→ WHAT NEEDS TO BE DONE
Shift every outline coordinate by adding -127 to it, and write out all lines from the start of the entries through the line containing "90], [22, 90]]", inclusive, with the requests kept as well.

Entries from a dataset
****************
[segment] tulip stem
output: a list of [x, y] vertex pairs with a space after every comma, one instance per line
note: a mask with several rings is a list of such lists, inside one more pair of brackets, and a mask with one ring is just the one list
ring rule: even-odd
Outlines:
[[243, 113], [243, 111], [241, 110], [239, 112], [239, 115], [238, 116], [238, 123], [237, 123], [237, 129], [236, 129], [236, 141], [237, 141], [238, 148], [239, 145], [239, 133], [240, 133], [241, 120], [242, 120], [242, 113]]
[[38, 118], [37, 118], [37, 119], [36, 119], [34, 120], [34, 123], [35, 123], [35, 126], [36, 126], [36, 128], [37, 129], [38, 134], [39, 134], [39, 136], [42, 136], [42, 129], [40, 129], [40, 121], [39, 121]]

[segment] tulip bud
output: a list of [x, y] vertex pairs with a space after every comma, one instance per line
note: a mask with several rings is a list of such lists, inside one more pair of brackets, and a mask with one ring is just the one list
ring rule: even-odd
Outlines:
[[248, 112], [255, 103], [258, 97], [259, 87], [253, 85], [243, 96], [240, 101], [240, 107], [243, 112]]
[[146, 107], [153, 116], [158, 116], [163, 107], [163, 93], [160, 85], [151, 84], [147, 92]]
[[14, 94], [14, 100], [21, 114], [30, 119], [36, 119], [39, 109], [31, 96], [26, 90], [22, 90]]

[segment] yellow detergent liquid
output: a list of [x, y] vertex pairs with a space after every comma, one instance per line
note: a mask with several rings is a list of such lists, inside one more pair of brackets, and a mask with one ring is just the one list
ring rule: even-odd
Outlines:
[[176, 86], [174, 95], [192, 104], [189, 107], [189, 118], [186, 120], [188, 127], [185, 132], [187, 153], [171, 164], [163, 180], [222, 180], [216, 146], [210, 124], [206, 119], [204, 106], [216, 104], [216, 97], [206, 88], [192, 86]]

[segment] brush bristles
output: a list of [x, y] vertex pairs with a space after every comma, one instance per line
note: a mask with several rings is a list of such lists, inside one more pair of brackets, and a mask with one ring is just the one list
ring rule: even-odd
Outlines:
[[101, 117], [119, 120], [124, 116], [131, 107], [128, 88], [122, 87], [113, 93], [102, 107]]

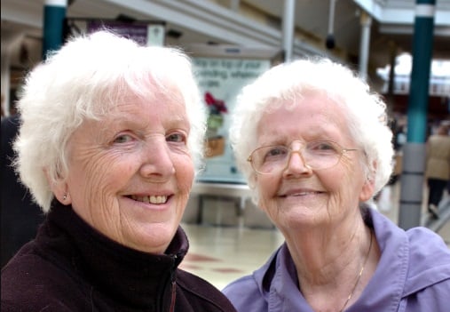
****************
→ WORKED ANSWER
[segment] tulip stem
output: a list of [x, y] vertex pairs with a space after every comma, one instance per line
note: a mask with several rings is a list of such lists, inside one more pair of brackets, and a mask with one ring is just the one list
ring rule: even-odd
Outlines:
[[116, -14], [116, -16], [114, -17], [112, -15], [112, -12], [111, -11], [111, -4], [110, -4], [110, 2], [109, 2], [109, 14], [110, 14], [111, 21], [112, 18], [112, 6], [113, 6], [114, -7], [115, -7], [115, -14]]
[[-89, -9], [-90, -9], [-90, -8], [-91, -8], [-93, -7], [-93, -4], [-92, -4], [-92, -1], [-91, -1], [-91, 1], [-90, 2], [-89, 7], [-88, 7], [-88, 9], [-85, 9], [-85, 2], [-87, 2], [-87, -6], [-88, -6]]

[segment] tulip bud
output: a list of [x, y] vertex pairs with a space after every comma, one instance per line
note: a mask with several rings is a list of such lists, inside one more pair of brackets, and a mask with one ring is just the one list
ring rule: even-odd
Outlines:
[[121, -15], [128, -24], [131, -30], [132, -40], [126, -42], [116, -31], [113, -26], [113, -20], [116, -15]]
[[19, -20], [26, -11], [31, -11], [36, -20], [36, -34], [33, -42], [24, -43], [20, -35]]
[[-113, -33], [-113, -27], [-106, -13], [-97, -8], [-91, -8], [-88, -18], [-96, -31], [-101, -37], [-105, -37]]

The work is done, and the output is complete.